* **Exercise instructions**: Every line of the data that contains the string "below" must be copied.

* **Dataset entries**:
□ □ □ □

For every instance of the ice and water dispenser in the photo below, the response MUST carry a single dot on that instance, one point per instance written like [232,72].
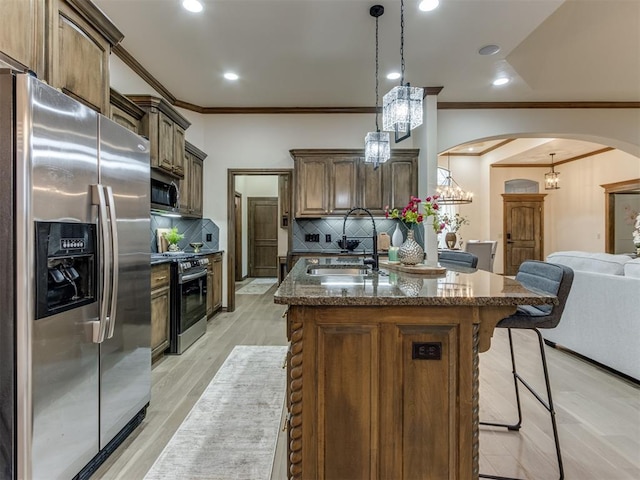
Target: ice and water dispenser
[66,266]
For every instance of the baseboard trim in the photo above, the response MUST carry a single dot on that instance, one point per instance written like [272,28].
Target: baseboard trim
[615,372]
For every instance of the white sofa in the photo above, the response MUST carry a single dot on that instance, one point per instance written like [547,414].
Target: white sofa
[601,320]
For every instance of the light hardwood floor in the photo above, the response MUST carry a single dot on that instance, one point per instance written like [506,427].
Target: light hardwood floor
[598,413]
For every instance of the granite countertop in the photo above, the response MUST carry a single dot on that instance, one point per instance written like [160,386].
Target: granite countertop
[388,287]
[158,259]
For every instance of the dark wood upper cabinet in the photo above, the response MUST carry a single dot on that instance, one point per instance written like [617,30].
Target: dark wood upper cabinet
[66,43]
[191,186]
[330,182]
[125,113]
[165,128]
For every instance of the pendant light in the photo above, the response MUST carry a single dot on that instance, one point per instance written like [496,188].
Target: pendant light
[377,148]
[450,192]
[552,178]
[402,106]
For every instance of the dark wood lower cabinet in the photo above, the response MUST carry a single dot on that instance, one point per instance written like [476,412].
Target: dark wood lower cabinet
[385,392]
[160,309]
[214,284]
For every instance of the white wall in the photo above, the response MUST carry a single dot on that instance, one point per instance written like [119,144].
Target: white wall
[264,141]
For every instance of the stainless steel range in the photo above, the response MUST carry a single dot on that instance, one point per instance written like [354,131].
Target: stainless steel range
[188,300]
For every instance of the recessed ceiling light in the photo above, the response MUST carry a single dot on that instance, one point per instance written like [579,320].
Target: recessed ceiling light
[428,5]
[489,50]
[192,5]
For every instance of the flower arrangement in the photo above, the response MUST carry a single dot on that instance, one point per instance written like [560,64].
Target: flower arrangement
[432,209]
[173,237]
[453,222]
[409,214]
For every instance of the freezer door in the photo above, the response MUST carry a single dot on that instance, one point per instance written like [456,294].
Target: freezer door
[57,362]
[125,357]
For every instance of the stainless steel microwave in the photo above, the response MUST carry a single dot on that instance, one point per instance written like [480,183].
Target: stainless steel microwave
[165,196]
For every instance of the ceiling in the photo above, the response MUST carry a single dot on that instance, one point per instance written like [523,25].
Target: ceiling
[321,53]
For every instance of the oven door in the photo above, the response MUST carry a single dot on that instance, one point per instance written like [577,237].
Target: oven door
[193,298]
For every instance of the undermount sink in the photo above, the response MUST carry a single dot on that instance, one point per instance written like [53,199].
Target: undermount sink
[338,270]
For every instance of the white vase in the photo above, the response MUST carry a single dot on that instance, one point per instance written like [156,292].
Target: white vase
[396,238]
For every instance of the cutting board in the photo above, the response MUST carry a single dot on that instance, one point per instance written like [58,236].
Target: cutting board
[416,269]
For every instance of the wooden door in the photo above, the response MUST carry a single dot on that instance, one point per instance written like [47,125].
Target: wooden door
[263,236]
[523,229]
[179,151]
[195,184]
[166,149]
[238,236]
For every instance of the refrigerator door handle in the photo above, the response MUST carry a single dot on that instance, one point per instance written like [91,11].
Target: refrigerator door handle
[98,198]
[114,260]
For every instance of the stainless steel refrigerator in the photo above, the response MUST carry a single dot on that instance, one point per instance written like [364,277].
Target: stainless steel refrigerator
[75,357]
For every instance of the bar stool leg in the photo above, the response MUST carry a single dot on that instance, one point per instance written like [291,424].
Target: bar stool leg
[548,405]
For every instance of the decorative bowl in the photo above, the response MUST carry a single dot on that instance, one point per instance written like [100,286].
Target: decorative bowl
[196,246]
[351,244]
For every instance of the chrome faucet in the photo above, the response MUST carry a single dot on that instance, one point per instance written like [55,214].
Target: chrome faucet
[372,261]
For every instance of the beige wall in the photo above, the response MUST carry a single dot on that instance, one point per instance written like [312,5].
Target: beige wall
[264,141]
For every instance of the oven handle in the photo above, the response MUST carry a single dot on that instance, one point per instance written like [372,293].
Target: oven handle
[115,261]
[97,198]
[193,276]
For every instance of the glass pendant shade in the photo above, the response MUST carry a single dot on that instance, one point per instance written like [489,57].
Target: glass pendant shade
[450,192]
[377,148]
[402,109]
[453,194]
[551,180]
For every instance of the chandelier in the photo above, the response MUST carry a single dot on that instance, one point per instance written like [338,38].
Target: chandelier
[552,178]
[377,149]
[402,106]
[450,192]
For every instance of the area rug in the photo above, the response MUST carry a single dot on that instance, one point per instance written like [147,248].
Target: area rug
[231,432]
[258,286]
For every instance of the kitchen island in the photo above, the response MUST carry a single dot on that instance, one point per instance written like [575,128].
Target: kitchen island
[383,368]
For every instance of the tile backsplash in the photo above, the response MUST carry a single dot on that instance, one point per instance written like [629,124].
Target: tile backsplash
[355,227]
[194,230]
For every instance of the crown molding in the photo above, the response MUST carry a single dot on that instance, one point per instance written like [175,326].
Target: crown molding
[132,63]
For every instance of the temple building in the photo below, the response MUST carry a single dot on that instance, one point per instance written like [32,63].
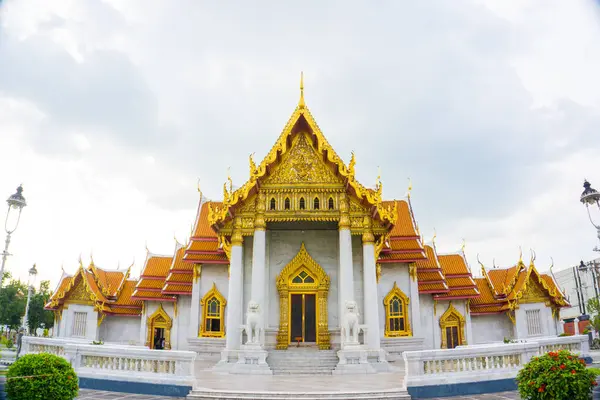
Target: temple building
[303,255]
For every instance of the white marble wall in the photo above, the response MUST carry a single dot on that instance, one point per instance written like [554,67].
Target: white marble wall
[430,325]
[120,329]
[546,319]
[182,322]
[282,246]
[491,328]
[66,328]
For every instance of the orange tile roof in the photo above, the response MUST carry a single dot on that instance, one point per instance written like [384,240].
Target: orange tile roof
[202,228]
[157,266]
[125,295]
[150,284]
[141,294]
[431,262]
[177,289]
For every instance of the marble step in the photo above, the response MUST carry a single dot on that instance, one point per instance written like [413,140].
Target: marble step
[207,394]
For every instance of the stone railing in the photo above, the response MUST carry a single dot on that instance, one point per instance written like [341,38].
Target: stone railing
[119,362]
[482,362]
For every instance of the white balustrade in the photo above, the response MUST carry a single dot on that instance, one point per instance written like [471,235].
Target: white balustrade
[119,362]
[482,362]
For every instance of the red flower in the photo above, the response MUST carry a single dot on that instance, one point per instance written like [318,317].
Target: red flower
[542,388]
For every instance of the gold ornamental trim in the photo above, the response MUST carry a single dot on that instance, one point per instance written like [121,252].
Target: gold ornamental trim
[320,287]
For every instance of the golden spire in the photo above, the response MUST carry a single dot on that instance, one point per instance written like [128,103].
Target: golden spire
[301,103]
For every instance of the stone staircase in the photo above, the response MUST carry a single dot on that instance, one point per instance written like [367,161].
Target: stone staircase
[205,394]
[302,361]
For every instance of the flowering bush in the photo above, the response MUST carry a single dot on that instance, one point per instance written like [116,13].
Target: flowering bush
[556,376]
[41,377]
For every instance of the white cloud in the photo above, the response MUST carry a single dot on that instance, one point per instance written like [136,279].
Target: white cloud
[111,110]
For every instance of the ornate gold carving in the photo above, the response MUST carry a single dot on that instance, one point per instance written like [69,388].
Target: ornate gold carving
[197,272]
[213,295]
[452,318]
[368,237]
[412,271]
[80,294]
[236,238]
[320,287]
[301,165]
[396,307]
[159,319]
[344,218]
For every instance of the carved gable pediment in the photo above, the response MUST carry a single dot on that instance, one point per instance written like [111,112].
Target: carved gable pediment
[534,292]
[302,165]
[79,294]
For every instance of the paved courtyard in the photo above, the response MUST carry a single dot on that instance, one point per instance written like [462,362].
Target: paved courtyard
[85,394]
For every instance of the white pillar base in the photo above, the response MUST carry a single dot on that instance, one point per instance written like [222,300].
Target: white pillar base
[252,360]
[353,360]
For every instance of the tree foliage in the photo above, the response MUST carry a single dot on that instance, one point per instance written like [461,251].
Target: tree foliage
[556,376]
[13,300]
[41,377]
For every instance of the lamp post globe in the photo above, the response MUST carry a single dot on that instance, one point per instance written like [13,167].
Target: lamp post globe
[591,197]
[16,202]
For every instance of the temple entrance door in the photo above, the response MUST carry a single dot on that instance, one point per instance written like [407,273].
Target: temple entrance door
[303,318]
[158,339]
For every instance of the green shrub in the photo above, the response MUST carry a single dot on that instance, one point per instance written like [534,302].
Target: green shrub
[556,376]
[36,376]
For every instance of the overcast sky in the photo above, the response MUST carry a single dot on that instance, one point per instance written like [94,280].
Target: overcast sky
[110,111]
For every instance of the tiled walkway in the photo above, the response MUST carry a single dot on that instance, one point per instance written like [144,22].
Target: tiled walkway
[491,396]
[86,394]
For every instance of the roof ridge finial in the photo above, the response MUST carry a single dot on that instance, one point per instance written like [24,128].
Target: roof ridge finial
[520,255]
[301,103]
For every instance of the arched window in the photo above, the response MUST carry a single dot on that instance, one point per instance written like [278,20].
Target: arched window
[213,313]
[453,328]
[396,313]
[303,277]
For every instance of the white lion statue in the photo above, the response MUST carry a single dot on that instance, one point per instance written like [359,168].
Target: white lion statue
[351,323]
[253,325]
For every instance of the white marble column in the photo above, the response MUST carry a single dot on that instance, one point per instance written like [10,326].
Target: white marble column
[235,292]
[143,326]
[415,304]
[346,273]
[194,327]
[371,306]
[259,257]
[468,323]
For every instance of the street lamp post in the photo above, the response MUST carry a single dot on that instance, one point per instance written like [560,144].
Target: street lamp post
[30,283]
[591,197]
[15,202]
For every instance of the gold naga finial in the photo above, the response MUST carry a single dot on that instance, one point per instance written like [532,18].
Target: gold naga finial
[520,254]
[351,165]
[252,165]
[301,103]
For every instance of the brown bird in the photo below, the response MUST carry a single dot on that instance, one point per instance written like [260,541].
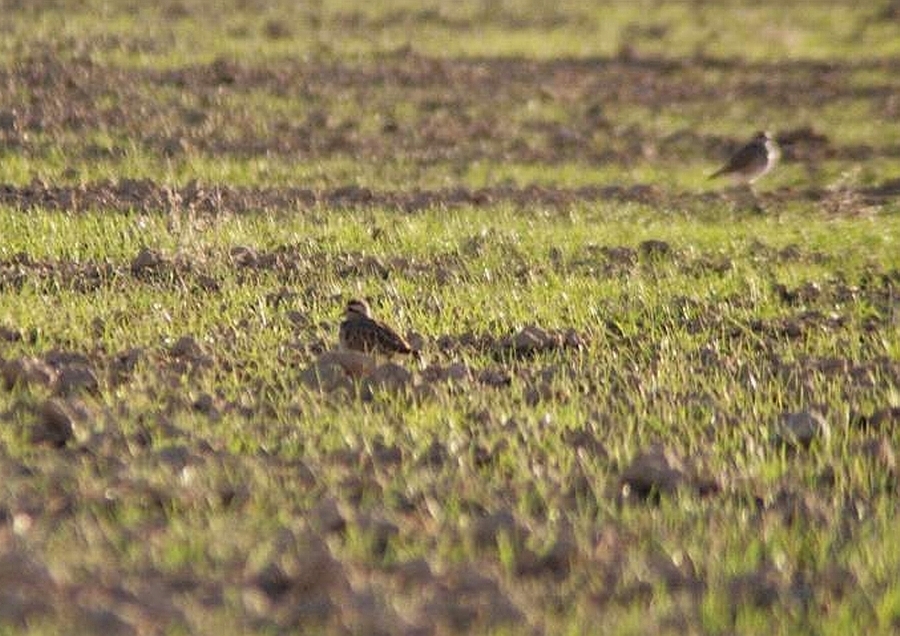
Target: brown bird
[752,161]
[360,332]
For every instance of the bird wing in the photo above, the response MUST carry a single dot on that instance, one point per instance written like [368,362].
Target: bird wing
[742,159]
[390,340]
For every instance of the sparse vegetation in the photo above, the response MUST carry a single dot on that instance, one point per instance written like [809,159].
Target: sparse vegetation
[644,404]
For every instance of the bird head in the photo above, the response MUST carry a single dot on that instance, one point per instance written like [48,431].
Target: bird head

□ □ □ □

* **Written response**:
For every instance of the ice and water dispenser in the photo below, the response MUST carry a single dot on that instance, one point per instance written like [232,72].
For every instance of the temple building in the photo below, the response MUST carry a single dot on that instance, one point per instance written like [32,63].
For every instance of the brown bird in the photo below, the response MUST carry a single dot on that instance, one point per instance written like [260,541].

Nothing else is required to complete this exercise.